TASK INSTRUCTIONS.
Lay out the lines below, from the line that contains "of the sheer" through the line that contains "x=334 y=430", inclusive, as a Markdown table with the columns No. and Line. Number each line and leave out any blank lines.

(Dataset entries)
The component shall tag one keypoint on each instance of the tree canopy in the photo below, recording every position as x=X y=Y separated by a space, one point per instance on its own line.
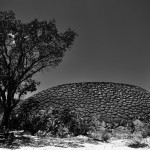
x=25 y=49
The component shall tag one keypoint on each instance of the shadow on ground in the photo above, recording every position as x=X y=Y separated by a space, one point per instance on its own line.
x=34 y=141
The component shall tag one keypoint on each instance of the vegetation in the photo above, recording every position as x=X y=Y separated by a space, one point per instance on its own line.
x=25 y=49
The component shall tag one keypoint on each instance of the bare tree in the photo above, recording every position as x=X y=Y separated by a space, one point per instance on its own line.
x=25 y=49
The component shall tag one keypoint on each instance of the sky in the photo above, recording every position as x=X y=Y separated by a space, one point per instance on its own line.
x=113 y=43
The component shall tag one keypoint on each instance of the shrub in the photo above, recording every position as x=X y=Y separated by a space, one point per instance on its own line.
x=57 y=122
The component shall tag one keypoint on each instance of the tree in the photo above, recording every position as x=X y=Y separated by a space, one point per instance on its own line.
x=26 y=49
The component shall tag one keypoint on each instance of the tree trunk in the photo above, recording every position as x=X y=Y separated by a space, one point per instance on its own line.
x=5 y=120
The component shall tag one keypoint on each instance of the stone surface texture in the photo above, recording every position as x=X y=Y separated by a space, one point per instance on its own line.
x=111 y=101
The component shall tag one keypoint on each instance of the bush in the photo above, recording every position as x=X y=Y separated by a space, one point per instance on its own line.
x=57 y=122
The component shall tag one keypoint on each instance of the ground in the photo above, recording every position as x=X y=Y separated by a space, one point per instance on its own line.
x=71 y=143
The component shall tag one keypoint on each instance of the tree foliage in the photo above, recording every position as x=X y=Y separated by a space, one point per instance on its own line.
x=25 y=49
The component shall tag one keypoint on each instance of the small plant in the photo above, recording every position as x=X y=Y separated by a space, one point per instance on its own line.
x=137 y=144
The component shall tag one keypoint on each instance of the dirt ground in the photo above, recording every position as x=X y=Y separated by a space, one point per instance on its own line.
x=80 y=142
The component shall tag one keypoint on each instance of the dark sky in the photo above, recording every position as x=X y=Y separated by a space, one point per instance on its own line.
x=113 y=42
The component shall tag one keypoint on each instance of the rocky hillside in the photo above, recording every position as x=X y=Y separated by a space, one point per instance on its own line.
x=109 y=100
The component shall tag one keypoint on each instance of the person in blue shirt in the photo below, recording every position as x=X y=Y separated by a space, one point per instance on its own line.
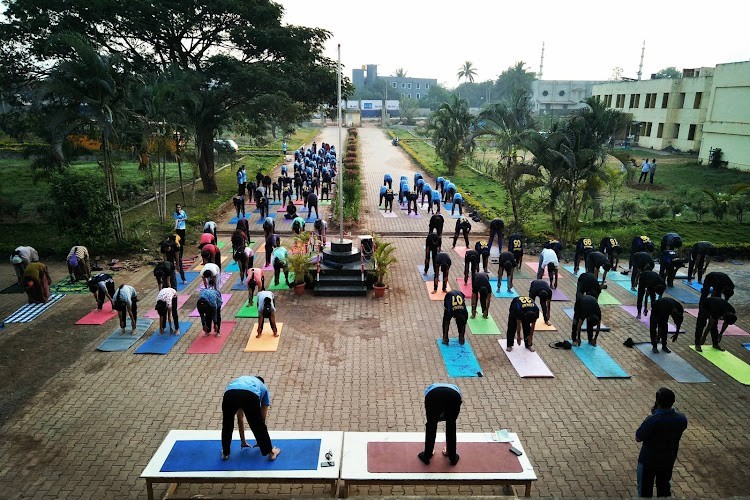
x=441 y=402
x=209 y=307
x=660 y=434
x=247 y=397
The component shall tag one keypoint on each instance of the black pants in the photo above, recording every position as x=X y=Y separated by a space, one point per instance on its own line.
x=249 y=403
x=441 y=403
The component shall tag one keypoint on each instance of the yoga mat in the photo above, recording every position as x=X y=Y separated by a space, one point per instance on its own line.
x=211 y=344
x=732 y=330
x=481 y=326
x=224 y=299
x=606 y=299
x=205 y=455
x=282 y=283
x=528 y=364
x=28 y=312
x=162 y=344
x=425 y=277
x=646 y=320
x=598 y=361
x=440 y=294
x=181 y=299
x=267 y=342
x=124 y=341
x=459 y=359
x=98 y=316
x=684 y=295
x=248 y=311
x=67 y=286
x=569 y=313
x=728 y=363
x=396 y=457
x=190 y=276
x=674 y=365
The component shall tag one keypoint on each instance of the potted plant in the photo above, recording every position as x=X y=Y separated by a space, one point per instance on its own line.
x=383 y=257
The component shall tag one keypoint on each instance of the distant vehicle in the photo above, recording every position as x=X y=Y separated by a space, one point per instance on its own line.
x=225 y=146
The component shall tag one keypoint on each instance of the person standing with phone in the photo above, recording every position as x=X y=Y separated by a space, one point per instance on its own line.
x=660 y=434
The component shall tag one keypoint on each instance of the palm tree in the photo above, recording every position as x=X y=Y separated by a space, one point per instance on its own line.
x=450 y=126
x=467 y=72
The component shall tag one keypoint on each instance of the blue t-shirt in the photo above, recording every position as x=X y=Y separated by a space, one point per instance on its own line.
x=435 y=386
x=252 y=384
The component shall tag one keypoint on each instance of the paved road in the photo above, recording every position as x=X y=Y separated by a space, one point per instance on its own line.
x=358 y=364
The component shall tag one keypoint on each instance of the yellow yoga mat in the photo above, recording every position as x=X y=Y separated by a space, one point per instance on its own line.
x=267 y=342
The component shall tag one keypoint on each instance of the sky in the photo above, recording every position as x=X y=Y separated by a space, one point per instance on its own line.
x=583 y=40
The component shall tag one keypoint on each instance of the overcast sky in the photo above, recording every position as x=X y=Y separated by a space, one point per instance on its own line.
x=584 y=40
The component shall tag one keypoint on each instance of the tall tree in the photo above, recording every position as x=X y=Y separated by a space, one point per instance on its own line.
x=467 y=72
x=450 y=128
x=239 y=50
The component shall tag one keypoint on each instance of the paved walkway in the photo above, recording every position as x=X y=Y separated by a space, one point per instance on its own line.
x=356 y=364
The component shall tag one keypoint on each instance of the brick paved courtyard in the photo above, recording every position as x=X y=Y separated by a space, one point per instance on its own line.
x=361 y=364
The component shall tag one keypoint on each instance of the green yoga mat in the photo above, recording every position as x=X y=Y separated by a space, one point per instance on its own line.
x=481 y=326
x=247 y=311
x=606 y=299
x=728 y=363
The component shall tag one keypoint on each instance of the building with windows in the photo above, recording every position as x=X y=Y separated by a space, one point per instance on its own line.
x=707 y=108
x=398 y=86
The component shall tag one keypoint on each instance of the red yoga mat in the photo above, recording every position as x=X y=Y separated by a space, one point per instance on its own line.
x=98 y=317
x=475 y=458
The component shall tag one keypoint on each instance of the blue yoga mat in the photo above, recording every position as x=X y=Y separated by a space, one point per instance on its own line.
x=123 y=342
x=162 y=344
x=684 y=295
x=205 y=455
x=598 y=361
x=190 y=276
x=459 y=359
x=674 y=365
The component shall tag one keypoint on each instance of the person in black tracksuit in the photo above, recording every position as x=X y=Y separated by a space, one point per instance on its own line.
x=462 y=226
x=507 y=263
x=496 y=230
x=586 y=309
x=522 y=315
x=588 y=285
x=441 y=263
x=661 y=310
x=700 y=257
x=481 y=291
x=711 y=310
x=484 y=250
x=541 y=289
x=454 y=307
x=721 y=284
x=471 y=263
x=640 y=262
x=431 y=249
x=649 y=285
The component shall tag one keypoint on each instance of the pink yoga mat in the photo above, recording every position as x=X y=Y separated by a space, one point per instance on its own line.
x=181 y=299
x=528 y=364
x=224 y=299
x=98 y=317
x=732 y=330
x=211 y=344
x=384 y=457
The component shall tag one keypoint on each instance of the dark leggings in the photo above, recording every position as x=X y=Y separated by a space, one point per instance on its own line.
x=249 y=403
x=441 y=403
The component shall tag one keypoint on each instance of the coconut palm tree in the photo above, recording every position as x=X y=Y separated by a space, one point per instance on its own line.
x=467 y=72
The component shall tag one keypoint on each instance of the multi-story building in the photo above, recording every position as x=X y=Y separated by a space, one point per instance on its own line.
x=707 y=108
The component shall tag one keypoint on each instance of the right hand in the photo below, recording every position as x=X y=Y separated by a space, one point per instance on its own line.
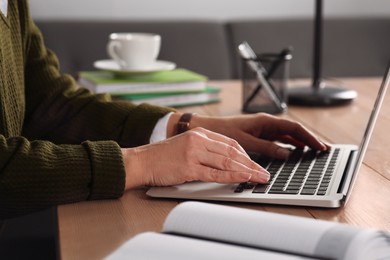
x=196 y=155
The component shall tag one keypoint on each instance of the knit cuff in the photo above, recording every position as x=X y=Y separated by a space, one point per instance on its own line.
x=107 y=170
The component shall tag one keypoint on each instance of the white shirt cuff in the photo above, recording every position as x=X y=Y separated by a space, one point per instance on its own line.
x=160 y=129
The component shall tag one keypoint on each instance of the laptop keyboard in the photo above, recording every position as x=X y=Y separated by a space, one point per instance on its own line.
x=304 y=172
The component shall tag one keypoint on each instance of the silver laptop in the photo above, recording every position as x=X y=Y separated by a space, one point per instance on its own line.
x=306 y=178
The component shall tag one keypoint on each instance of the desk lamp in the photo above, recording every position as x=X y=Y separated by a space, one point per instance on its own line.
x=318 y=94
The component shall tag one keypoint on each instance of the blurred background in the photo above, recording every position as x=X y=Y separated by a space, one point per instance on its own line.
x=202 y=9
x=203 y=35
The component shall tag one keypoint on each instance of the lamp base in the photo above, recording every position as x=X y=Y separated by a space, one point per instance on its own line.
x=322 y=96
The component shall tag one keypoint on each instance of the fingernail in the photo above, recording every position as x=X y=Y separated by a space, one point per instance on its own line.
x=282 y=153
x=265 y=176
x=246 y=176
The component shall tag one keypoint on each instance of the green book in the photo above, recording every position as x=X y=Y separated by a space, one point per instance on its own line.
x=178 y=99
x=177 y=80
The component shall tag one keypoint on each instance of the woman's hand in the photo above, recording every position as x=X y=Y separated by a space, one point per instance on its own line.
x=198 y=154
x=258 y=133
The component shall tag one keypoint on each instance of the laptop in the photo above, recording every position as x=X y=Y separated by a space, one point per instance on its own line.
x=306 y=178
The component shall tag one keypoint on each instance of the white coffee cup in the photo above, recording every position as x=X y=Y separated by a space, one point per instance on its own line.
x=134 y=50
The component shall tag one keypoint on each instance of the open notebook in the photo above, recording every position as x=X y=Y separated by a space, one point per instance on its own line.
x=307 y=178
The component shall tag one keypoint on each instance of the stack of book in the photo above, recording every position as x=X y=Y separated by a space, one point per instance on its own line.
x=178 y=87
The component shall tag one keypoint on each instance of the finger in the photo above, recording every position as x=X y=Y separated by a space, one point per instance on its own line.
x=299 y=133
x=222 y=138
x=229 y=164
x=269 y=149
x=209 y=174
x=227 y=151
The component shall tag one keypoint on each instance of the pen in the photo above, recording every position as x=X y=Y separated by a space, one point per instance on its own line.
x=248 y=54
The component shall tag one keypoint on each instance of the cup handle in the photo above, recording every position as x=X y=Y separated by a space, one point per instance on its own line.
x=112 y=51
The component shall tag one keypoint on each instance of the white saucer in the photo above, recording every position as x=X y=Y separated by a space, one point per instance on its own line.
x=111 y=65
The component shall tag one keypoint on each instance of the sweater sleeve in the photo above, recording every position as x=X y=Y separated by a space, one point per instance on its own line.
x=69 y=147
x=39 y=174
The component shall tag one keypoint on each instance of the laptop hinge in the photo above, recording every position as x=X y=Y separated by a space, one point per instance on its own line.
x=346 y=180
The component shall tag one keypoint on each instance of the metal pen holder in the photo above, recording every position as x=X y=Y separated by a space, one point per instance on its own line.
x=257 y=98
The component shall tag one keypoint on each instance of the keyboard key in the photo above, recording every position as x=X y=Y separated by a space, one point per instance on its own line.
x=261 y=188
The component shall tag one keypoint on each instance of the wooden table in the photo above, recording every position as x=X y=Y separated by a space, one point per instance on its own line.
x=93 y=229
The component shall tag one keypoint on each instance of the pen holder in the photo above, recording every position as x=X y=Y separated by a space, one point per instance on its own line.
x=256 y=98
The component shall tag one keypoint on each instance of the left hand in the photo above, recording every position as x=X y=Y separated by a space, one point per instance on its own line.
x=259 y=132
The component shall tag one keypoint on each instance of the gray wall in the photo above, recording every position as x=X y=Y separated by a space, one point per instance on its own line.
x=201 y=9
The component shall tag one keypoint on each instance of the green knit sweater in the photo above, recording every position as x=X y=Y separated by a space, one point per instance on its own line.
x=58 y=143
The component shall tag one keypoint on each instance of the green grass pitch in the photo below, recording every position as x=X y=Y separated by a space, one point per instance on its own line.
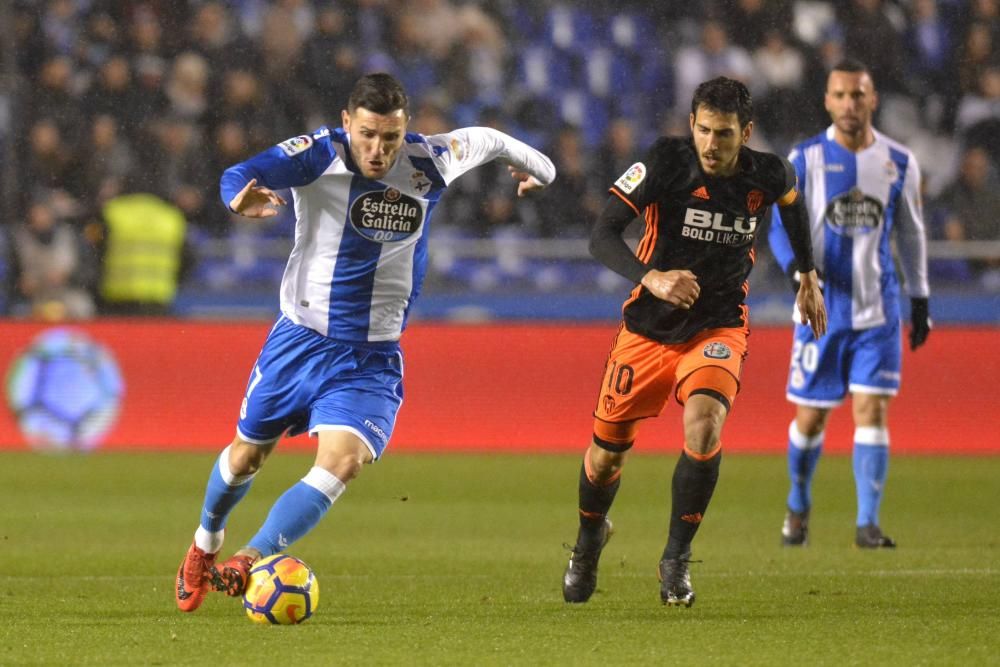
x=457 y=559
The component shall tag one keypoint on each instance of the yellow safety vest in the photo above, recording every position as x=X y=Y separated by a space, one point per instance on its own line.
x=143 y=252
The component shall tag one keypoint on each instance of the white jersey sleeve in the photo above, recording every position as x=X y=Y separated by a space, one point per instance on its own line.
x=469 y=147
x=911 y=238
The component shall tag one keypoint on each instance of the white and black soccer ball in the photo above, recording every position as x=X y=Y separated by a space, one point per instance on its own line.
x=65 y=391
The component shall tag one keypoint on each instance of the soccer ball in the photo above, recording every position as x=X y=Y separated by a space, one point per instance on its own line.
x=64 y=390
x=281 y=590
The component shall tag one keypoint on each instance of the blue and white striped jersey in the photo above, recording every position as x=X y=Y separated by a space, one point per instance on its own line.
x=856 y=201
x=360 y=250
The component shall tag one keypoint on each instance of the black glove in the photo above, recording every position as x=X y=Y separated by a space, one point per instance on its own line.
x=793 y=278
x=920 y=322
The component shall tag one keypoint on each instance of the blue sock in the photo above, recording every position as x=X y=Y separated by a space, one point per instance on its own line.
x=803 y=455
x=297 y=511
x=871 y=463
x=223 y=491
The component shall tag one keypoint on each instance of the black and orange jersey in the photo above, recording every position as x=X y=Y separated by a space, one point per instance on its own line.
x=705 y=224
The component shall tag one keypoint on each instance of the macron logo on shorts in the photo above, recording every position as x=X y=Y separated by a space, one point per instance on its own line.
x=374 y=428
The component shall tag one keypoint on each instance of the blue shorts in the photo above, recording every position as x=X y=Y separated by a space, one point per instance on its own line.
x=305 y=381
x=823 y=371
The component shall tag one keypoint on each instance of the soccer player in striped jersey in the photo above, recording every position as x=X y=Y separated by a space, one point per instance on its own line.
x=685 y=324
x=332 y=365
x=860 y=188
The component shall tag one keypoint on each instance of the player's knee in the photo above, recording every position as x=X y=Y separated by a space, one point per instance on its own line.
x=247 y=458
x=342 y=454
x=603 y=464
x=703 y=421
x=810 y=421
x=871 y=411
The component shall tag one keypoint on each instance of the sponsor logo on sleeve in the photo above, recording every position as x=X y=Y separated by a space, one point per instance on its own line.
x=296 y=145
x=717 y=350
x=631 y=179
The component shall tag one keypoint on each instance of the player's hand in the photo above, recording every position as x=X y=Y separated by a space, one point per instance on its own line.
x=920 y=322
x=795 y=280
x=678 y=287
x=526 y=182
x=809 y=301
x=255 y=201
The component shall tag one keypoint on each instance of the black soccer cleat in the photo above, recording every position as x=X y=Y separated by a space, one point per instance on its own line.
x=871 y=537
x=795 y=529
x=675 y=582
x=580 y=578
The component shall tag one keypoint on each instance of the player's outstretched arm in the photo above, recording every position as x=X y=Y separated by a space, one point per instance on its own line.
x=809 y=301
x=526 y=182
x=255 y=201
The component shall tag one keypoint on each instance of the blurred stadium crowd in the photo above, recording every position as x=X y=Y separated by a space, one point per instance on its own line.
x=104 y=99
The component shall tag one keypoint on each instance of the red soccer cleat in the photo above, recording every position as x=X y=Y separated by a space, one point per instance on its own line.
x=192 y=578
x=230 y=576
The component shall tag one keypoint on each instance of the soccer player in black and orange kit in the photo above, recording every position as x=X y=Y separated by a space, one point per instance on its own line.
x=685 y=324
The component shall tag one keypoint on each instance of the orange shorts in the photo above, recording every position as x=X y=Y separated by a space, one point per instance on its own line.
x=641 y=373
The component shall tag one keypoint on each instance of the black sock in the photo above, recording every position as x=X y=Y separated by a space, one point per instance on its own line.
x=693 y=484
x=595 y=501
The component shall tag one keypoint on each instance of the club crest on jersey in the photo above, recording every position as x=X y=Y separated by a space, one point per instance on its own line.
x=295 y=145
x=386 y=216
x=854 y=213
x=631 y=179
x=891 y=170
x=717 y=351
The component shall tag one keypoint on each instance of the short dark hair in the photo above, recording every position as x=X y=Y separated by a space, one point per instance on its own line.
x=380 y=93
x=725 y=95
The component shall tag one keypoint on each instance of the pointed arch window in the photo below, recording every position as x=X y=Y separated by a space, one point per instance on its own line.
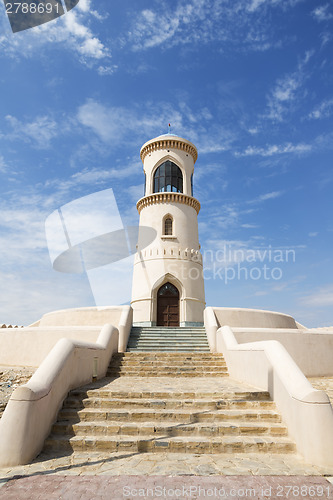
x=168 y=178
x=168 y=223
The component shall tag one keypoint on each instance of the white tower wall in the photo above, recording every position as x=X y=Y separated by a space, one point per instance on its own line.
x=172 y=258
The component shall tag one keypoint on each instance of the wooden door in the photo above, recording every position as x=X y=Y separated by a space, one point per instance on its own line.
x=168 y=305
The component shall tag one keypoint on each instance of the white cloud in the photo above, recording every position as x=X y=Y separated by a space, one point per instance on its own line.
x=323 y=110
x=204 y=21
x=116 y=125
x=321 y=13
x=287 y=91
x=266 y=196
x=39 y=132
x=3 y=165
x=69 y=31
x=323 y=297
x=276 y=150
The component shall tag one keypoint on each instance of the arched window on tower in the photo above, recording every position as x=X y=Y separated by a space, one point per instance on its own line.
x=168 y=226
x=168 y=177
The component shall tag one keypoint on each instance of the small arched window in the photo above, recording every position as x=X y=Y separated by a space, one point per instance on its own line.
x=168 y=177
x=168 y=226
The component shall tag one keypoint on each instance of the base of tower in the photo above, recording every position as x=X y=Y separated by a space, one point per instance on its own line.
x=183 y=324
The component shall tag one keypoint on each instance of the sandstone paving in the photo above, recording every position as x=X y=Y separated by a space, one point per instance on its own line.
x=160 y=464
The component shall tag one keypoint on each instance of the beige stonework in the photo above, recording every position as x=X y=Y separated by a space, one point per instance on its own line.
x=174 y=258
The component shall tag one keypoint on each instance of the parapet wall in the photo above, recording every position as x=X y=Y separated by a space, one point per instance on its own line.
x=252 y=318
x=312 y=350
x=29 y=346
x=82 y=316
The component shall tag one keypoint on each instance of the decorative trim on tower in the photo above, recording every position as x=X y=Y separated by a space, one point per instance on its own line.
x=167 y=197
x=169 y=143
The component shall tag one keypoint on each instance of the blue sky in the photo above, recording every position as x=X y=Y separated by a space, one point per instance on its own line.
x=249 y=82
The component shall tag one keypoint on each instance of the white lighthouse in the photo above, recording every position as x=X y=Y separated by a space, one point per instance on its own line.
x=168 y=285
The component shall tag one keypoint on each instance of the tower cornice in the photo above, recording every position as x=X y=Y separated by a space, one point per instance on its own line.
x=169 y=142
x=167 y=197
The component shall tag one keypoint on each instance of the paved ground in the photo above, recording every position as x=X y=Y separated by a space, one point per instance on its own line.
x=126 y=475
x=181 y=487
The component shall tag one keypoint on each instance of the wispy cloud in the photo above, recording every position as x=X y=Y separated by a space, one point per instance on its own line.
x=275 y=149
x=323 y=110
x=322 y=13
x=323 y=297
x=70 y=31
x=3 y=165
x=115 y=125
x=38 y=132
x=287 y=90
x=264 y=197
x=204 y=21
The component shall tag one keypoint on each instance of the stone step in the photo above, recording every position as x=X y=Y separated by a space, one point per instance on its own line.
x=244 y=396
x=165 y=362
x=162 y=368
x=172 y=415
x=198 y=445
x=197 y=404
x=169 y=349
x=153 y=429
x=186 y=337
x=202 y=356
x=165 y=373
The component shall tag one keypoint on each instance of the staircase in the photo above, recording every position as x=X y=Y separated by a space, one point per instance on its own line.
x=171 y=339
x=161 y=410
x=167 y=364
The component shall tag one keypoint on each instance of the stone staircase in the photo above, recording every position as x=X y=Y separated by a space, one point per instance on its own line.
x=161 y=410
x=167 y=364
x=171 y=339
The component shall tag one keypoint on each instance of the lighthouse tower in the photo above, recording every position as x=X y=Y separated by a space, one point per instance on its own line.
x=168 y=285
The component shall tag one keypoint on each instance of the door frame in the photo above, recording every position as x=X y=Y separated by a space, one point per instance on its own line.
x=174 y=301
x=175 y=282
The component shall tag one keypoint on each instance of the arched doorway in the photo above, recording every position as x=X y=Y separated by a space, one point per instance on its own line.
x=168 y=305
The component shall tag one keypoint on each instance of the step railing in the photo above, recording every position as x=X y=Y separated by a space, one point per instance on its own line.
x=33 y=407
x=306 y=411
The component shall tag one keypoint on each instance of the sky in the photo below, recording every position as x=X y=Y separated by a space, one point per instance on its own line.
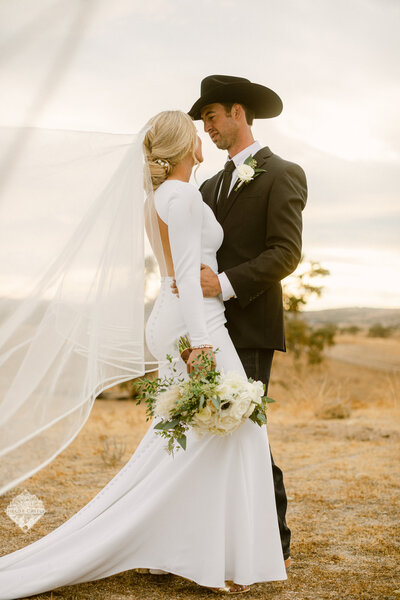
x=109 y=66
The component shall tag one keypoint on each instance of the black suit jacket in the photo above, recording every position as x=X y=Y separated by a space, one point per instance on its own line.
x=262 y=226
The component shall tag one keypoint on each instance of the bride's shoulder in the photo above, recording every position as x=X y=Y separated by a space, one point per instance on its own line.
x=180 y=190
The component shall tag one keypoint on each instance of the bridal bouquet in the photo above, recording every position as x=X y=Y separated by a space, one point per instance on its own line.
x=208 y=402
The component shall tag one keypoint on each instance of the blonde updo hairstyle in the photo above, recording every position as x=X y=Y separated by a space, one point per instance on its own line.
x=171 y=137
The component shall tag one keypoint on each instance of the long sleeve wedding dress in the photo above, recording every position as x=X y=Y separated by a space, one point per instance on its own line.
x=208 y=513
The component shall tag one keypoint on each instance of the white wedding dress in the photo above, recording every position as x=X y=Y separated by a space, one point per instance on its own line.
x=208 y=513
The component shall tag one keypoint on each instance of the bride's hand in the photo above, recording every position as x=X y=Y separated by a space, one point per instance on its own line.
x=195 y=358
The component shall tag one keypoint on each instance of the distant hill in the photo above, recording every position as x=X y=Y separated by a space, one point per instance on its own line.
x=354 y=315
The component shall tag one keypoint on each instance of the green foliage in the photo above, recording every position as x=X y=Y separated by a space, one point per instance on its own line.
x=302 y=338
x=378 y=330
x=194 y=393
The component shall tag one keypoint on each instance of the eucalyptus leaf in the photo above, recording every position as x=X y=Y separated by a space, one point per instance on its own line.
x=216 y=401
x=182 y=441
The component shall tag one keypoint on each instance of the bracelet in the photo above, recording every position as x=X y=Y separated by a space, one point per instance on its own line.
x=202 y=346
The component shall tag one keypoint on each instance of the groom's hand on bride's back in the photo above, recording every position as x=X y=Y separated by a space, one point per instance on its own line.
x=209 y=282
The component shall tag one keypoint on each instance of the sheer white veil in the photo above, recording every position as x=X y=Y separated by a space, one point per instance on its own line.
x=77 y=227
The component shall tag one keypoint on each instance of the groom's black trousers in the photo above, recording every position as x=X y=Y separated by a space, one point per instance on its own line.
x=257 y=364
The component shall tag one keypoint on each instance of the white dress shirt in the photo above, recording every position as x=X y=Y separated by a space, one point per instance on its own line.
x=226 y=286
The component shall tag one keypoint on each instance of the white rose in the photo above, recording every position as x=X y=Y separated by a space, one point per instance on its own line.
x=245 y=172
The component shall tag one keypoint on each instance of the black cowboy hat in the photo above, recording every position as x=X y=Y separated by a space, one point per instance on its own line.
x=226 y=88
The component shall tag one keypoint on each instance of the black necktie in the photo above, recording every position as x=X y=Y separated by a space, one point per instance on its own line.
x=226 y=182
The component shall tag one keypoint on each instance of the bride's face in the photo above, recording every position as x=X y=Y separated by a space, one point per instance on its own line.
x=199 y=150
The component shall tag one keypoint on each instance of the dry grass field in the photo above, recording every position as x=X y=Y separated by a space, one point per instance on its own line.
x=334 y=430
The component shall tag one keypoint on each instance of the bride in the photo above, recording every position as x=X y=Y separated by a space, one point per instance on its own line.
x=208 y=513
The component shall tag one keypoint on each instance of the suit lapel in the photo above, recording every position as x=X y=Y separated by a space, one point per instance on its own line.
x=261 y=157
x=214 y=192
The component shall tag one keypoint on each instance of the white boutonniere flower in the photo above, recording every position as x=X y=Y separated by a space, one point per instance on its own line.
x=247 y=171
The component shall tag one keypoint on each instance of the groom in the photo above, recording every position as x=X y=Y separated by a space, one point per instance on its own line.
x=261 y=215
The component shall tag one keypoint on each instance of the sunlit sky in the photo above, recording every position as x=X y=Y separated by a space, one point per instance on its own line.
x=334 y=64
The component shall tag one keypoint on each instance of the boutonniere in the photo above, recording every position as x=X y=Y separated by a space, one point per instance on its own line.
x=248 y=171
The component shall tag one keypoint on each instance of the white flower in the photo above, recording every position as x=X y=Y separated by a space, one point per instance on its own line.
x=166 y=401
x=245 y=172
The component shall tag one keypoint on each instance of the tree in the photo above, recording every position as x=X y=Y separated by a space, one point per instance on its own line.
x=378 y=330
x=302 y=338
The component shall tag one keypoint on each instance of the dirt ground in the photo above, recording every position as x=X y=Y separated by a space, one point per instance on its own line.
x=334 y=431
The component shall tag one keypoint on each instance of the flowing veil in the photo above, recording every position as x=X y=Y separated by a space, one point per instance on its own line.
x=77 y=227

SOLUTION TO THIS TASK.
| No. | Line |
|---|---|
| 1 | The component shall tag one keypoint on each instance of the sheer white veil in the photo above, recording every position as x=X y=Y separated by a space, one point per instance on its own line. |
| 2 | x=77 y=227 |
| 3 | The component shall tag one keypoint on each instance of the groom's black trousers in the photo above, recording every position as x=X y=Y separated by a space, one point per instance on its own line. |
| 4 | x=257 y=364 |
| 5 | The component shall tag one keypoint on each instance of the white dress shirt in the photo above, recording every position as x=X y=Y separated by a space, one point per instance on its own line. |
| 6 | x=226 y=286 |
| 7 | The component shall tag one keypoint on each instance of the white rose in the photo above, recording every position as x=X y=Y separated by a space, one point per instance on its own line. |
| 8 | x=245 y=172 |
| 9 | The component shall tag one keypoint on each instance of the black cowboy hat in the photo above, recording every position as x=X y=Y separated by a space, one point per instance on its own line. |
| 10 | x=226 y=88 |
| 11 | The component shall tag one keypoint on each instance of the black necktie in the photo above, recording every position as x=X y=Y separated by a space, one point per instance on its own line. |
| 12 | x=226 y=182 |
| 13 | The component shall tag one keypoint on each instance of the bride's face in the photo above, recording every position as x=X y=Y separated by a space, one point per instance on its own line. |
| 14 | x=199 y=150 |
| 15 | The component shall tag one keypoint on each instance of the dry grass field in the photo above, recording every position as x=X y=Y separated by a space, one point per instance on its own line. |
| 16 | x=334 y=430 |